**Requirement**
From the line containing "# locate the blurred" to the line containing "# locate the white table top: one" in the entries below, reproduce every line exactly, ends included. Nothing else belongs in the copy, and no pictures.
☆ ☆ ☆ ☆
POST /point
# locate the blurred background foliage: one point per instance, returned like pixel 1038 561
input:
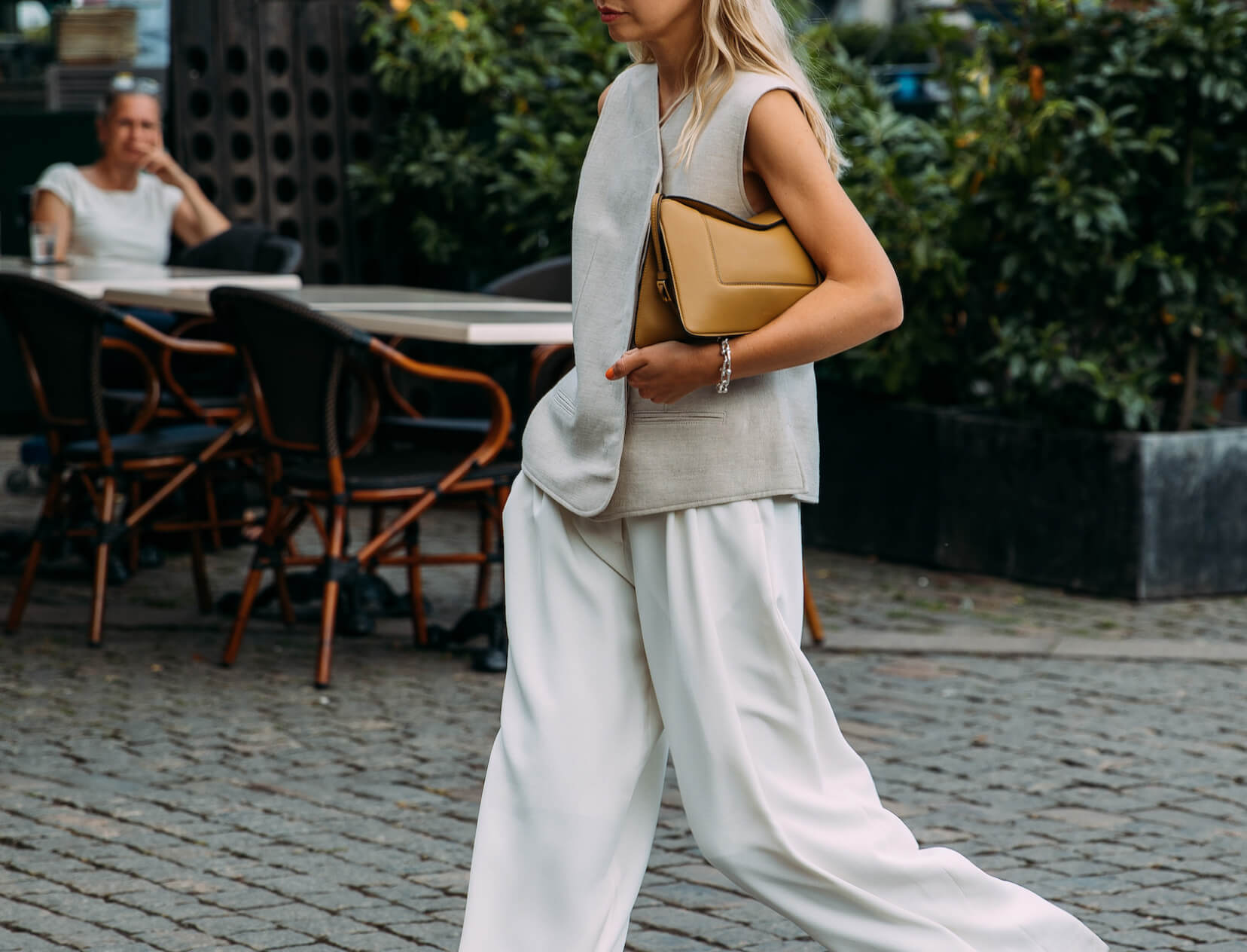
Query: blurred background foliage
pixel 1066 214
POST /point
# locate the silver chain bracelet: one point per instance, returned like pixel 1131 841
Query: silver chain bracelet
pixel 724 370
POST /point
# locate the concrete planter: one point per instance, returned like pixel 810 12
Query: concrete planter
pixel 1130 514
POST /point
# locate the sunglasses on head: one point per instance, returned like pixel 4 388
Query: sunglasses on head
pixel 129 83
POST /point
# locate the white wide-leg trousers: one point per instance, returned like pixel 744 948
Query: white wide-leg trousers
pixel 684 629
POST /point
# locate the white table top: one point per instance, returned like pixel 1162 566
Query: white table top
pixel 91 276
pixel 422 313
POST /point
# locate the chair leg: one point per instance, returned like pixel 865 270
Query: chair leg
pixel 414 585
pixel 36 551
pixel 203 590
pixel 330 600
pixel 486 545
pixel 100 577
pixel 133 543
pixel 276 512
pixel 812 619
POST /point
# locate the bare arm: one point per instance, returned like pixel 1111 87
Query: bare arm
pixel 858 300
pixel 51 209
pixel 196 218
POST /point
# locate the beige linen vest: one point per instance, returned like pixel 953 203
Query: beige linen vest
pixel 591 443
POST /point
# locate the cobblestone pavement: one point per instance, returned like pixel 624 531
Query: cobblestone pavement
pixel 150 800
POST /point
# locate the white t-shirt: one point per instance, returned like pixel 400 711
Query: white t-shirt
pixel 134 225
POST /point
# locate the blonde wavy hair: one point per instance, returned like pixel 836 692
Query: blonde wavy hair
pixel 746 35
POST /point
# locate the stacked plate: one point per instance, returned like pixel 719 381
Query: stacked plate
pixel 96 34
☆ ☆ ☆ ☆
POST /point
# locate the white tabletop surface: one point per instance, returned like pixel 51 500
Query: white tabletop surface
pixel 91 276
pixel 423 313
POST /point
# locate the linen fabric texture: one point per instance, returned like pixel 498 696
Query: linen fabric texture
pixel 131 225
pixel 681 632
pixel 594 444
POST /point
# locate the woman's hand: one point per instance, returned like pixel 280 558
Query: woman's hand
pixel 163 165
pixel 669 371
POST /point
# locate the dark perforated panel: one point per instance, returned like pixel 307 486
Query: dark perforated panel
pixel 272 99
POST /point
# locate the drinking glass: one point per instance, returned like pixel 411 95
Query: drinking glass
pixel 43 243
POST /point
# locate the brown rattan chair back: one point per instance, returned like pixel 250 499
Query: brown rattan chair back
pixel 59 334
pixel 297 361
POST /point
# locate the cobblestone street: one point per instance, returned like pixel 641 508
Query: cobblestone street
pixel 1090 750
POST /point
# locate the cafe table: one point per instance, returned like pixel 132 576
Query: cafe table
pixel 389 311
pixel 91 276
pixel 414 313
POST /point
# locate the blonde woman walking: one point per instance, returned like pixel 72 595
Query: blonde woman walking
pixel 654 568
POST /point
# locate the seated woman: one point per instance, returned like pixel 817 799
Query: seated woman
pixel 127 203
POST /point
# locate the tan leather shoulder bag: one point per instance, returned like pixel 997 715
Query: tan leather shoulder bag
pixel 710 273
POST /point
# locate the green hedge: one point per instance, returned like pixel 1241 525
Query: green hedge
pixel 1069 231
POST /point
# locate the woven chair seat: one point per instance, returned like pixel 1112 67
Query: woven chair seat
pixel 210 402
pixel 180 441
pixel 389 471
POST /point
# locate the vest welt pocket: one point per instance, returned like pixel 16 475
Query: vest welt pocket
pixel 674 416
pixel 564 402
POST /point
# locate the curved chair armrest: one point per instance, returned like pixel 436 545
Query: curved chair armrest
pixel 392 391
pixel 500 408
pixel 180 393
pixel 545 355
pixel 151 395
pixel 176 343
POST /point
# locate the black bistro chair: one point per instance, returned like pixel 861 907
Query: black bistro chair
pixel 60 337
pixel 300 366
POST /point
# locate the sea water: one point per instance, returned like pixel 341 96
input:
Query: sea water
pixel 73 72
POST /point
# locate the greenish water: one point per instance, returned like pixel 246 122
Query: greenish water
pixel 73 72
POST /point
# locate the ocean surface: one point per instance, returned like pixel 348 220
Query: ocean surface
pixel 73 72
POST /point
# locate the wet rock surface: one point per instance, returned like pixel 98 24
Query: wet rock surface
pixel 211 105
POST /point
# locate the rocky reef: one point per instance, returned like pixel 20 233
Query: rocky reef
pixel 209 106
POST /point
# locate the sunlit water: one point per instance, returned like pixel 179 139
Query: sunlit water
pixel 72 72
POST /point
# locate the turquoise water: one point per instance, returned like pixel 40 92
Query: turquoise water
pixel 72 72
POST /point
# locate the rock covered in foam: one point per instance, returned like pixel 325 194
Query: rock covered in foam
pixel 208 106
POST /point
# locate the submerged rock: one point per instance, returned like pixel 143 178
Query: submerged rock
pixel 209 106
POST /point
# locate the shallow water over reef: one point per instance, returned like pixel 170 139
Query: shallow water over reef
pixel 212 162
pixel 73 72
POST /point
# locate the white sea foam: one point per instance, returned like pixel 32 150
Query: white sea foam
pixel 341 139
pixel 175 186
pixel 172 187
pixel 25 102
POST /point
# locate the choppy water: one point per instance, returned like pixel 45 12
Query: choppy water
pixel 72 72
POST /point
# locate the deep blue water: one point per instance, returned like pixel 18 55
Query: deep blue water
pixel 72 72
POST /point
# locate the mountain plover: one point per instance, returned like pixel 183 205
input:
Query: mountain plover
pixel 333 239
☆ ☆ ☆ ☆
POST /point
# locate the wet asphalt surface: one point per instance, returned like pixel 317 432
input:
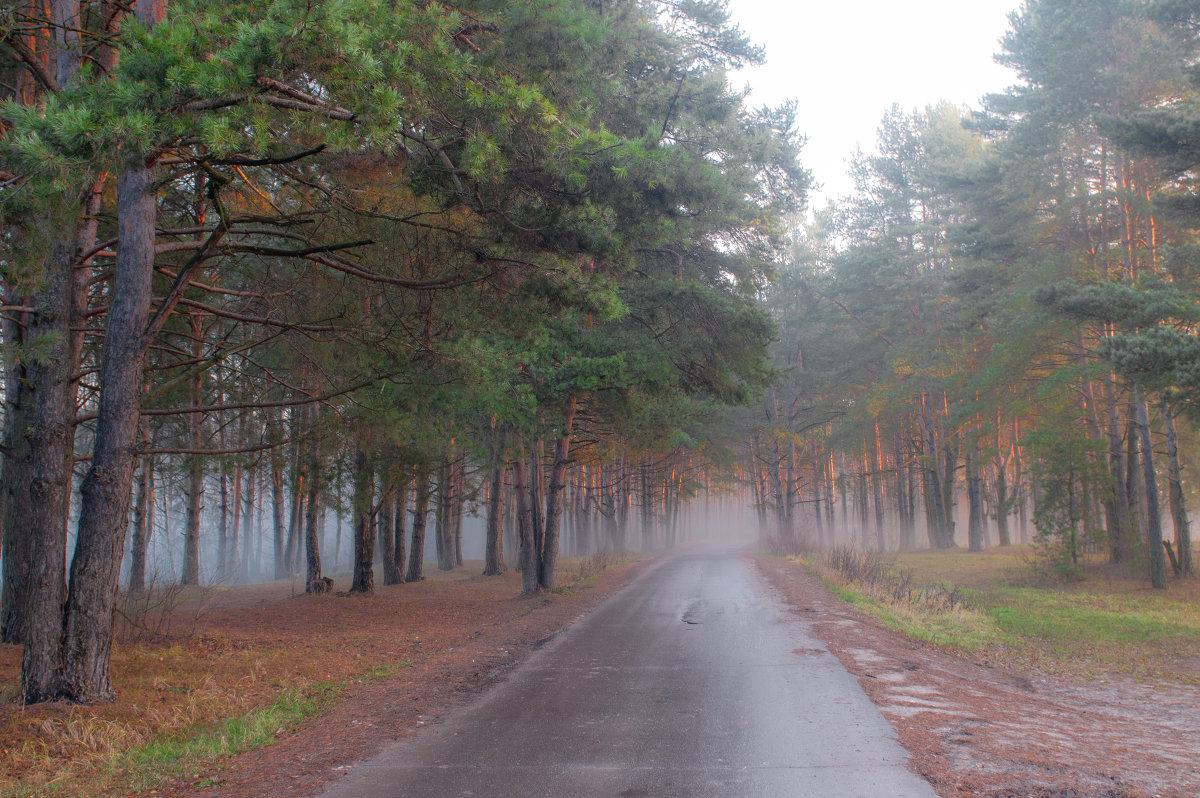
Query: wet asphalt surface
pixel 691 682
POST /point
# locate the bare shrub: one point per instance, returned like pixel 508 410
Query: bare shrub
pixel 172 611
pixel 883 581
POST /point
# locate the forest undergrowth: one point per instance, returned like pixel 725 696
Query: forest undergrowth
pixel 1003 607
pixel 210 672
☆ ☆ ☆ ☆
**Exercise response**
# locate the blurred background foliage: one point per instance, returned like pixel 1038 561
input:
Query: blurred background foliage
pixel 1066 214
POST /point
# locate the silver chain bracelet: one point per instance, returned like pixel 1131 841
Query: silver chain bracelet
pixel 724 370
POST /point
# locate the concrete planter: one point per instance, returned like pixel 810 12
Query: concrete planter
pixel 1130 514
POST /point
# locate the sunglasses on head: one point per instance, returned like pixel 4 388
Query: sunglasses on head
pixel 129 83
POST /point
# locate the white wide-leg trousers: one point per instance, returned like pixel 744 948
Query: white wide-leg trousers
pixel 684 629
POST /point
# locate the white table top: one point per instance, returned like pixel 1162 566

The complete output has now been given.